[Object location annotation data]

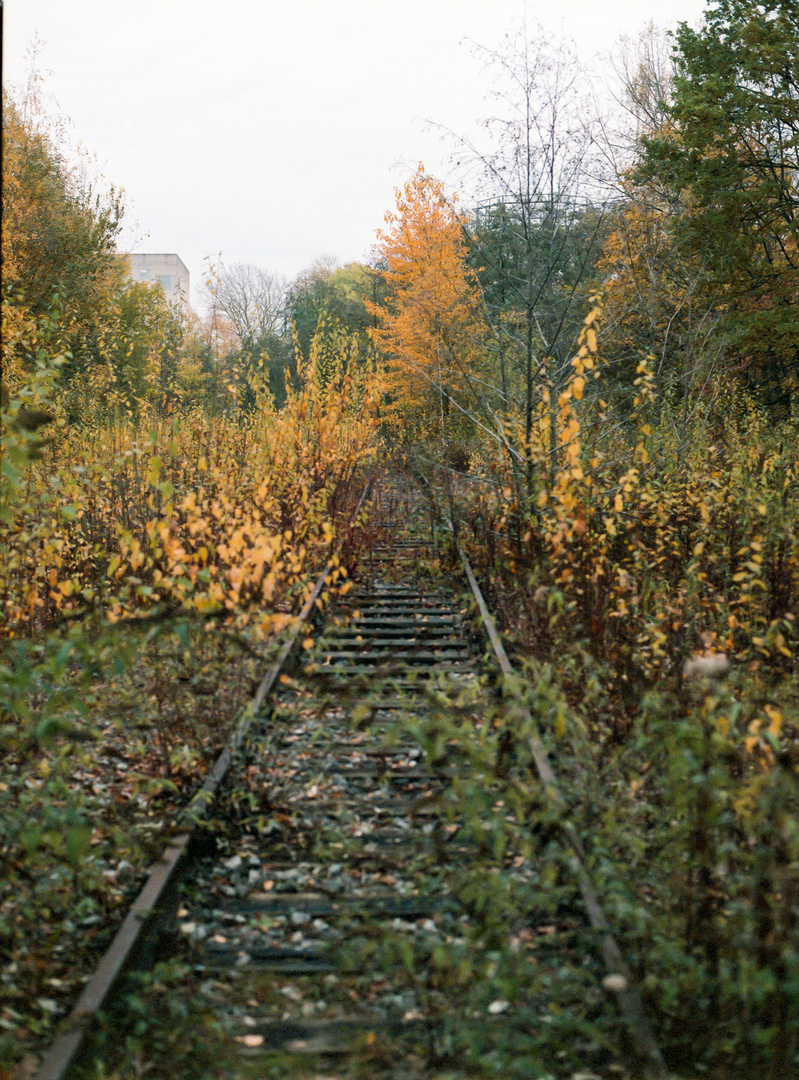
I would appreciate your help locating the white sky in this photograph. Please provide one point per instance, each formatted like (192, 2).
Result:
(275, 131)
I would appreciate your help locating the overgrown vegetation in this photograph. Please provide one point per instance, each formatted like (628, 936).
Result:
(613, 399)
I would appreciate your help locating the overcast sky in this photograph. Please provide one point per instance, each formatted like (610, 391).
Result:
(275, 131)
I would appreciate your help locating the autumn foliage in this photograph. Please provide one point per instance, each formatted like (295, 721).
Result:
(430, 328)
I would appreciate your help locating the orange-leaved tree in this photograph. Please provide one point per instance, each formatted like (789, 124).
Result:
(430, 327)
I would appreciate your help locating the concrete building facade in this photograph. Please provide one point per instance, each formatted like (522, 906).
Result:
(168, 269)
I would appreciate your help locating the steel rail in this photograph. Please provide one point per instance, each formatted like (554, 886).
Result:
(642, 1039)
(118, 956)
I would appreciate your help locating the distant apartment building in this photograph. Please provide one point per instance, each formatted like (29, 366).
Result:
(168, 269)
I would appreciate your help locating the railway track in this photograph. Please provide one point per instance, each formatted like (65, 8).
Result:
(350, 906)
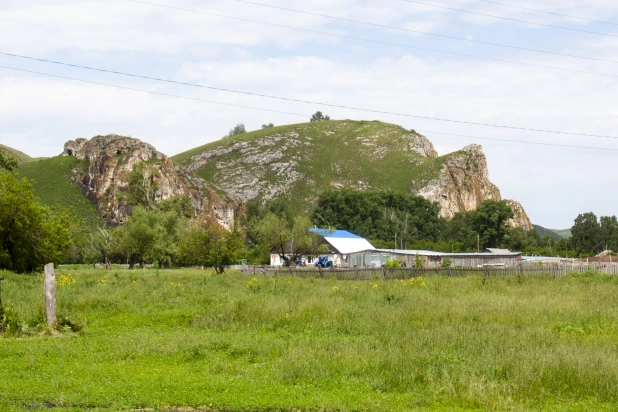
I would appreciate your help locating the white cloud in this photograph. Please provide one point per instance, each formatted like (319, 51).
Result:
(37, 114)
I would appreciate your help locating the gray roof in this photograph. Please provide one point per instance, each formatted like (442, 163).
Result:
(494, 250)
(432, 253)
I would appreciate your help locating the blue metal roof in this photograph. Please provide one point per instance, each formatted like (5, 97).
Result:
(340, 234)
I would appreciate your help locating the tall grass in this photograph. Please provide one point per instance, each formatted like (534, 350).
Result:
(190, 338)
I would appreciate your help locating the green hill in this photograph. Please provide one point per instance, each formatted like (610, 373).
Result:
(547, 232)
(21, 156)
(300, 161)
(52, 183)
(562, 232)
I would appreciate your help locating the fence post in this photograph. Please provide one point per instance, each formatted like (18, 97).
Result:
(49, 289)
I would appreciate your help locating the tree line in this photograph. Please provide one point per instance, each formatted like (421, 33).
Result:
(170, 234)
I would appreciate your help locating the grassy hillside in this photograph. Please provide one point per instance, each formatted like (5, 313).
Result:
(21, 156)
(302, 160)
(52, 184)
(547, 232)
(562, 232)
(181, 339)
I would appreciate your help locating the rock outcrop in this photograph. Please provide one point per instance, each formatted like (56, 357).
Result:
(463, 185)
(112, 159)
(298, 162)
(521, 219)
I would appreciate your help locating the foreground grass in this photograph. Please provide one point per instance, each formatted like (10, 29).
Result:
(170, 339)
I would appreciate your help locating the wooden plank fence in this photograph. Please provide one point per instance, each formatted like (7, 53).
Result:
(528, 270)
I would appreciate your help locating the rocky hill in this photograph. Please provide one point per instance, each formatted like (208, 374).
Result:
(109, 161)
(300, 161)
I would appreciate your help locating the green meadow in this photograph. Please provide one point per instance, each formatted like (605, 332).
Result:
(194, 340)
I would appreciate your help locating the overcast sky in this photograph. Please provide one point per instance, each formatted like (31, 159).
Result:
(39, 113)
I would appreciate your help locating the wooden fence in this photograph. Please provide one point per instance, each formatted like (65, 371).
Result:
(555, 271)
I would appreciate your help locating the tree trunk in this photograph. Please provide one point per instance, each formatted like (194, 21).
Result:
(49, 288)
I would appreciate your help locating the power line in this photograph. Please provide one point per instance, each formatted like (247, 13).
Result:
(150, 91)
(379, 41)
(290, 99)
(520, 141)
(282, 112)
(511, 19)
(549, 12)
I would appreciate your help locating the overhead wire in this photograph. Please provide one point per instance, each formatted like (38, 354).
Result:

◆ TASK: Reproduce all of the material exactly, apart from the pictures.

◆ TASK SOLUTION:
I would appreciate your help locating the white sky in this photograph. Please provide one point per instance, each formatted like (192, 2).
Result:
(275, 131)
I would appreciate your help locating the overgrown vegetation in this photograph. Please provide one point per instance, each formatted like (628, 936).
Result:
(613, 399)
I would appreciate your help locating the overcast sky in this photograph. Please provide one point per instance, each formatted like (610, 391).
Result:
(275, 131)
I would appreciate your help locating the autumn foliage in this photograph. Please provide one point per instance, each formatted like (295, 721).
Result:
(430, 328)
I would appreciate your help locating the orange-leaved tree in this photograph. Please provide one point per instance, each formatted like (789, 124).
Result:
(430, 327)
I would appreciate your help locating the concrete building facade in this photograph. Please provide one point per instance, each formatted like (522, 906).
Result:
(168, 269)
I would appreciate your help locating the steel rail in this photograph. Please provide one point per instance, each formatted like (554, 886).
Result:
(642, 1039)
(118, 956)
I would appreciate your help locating the distant apartment building in this photograph. Please provide one point per instance, each formatted like (29, 366).
Result:
(168, 269)
I would appreciate your help locating the railway track in this photograph. Please provide one point per instance, each formatted like (65, 8).
Result:
(350, 906)
I would appreciate your help locating the white cloud in this photograph. Please provide one point per instance, each formatted like (319, 51).
Result:
(37, 114)
I would appreciate your help locating the gray roof in this photograph. Please provide one point per instance, each formatted like (442, 163).
Result:
(494, 250)
(432, 253)
I would appreciate your help locating the blue metal roof in this photograph. Please provide one point per instance, each formatted like (5, 97).
Result:
(340, 234)
I would appreciate your help locating the tall grass in this photograph. Please provide one point per instance, each formatted like (534, 350).
Result:
(190, 338)
I would appreciate your help locating the green hill in this photograph. Please provide one point per instance, each formatted like (610, 373).
Result:
(547, 232)
(21, 156)
(300, 161)
(52, 183)
(562, 232)
I would appreciate your help locating the fence post in this photograph. Please provide one point per instance, each formatted like (18, 97).
Result:
(49, 289)
I would appreciate your help locating the tree line in this photograph. Please provide one point per instance, each formatted like (421, 33).
Result:
(170, 234)
I would appreciate your help locating the grassy hillside in this photograph. Please provide one point per instance, each formatted like (5, 313).
Result:
(21, 156)
(302, 160)
(52, 184)
(547, 232)
(562, 232)
(181, 339)
I would appreciate your help locating the rock outcrop in this photograph. Please provide one point per instance, each formatted like (56, 357).
Result:
(463, 185)
(112, 159)
(298, 162)
(521, 219)
I would appreciate your help locating the foreground grass in this photograph. Please provide one point per instance, each formatted like (10, 29).
Result:
(170, 339)
I would appreciate your help locating the wooden plank fence in this photograph. Please provide one point per instance, each formatted like (7, 53).
Result:
(528, 270)
I would appreciate your help locating the rocky hill in this photograph. Please provide one point per instance, each formatted like (208, 374).
Result:
(109, 161)
(300, 161)
I would appreciate your help locating the green meadow in this photograph. Please provide one point per instance, each formatted like (605, 332).
Result:
(194, 340)
I would appreciate your help locating the overcast sky in this photograph. Please provide one point per instance, each formatted like (31, 159).
Result:
(39, 113)
I would appreciate your help locating the wooden fence in this photograph. Please provide one point per instance, each formatted like (65, 371).
Result:
(555, 271)
I would appreciate your help locating the tree trunk in this photograph. Please provide one point per instance, each formatted like (194, 21).
Result:
(49, 288)
I would appreciate your help locating the power line in this photograph. Please provide one point per instance, each formatted like (247, 13).
Result:
(150, 91)
(379, 41)
(290, 99)
(520, 141)
(282, 112)
(511, 19)
(549, 12)
I would appreciate your help locating the overhead wire in this photograph. Please provide one point per instance, each formatted like (38, 354).
Result:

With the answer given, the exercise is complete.